▸ ENTRIES SHOWN
- Opening Delimiter -

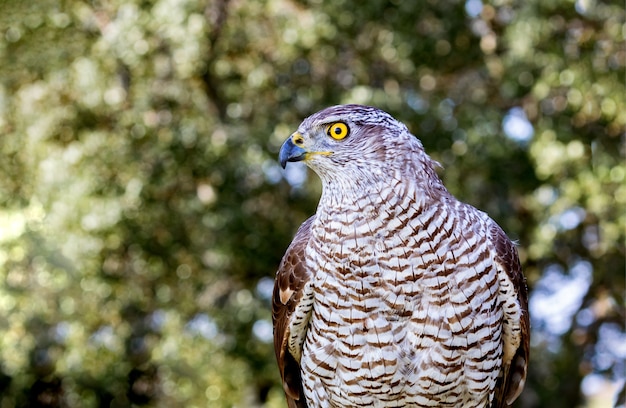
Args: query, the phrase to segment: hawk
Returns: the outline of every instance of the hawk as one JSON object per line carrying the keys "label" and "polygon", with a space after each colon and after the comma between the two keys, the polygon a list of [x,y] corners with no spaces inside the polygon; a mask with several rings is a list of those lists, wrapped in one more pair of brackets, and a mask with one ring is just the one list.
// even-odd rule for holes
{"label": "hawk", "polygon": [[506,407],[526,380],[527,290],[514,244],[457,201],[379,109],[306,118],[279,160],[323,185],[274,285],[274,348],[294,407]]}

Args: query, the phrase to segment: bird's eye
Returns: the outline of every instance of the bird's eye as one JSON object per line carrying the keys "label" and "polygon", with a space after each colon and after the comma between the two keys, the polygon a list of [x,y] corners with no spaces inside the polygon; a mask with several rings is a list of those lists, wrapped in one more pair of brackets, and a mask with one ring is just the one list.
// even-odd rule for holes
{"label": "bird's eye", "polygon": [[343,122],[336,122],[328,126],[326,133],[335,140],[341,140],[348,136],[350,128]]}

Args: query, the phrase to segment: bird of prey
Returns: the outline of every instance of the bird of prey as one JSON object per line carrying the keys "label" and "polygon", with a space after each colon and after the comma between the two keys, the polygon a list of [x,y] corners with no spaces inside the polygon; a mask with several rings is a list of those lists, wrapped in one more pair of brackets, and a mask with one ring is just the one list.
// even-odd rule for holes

- Closing Delimiter -

▸ WHAT TO DO
Please keep the pictures out and reproduce the records above exactly.

▸ EXERCISE RESULT
Args: query, the phrase to segment: hawk
Returns: the outline of every instance of the hawk as one JSON object per line carrying the keys "label" and "polygon", with a space after each colon and after the comma between the two keys, the polygon a list of [x,y] corners with no spaces inside the polygon; a mask with several rings is a list of those lists, wrapped in one more pair of brackets, and a mask with one ring is just the one list.
// even-odd rule for holes
{"label": "hawk", "polygon": [[506,407],[526,380],[527,290],[514,244],[457,201],[379,109],[306,118],[279,160],[323,185],[274,285],[274,348],[294,407]]}

Args: query, the phrase to segment: bird's eye
Returns: the outline of every instance of the bird's eye as one JSON object per line carrying the keys "label" and "polygon", with a space after each colon and after the comma between the two keys, the polygon a list of [x,y] corners with no spaces inside the polygon; a mask with several rings is a list of those lists, wrapped in one more pair of brackets, and a mask with one ring is just the one list.
// even-odd rule for holes
{"label": "bird's eye", "polygon": [[343,122],[336,122],[328,126],[326,133],[335,140],[341,140],[348,136],[350,128]]}

Args: query, the phrase to segment: bird of prey
Returns: the outline of every instance of the bird of prey as one JSON object per line carrying the keys "label" and "polygon", with a space after each colon and after the comma between the two keys, the polygon a list of [x,y] corners with no spaces inside the polygon; a mask with several rings is a list of those lists, wrapped in one more pair of brackets, and a mask with one ring is just the one list.
// even-odd rule for holes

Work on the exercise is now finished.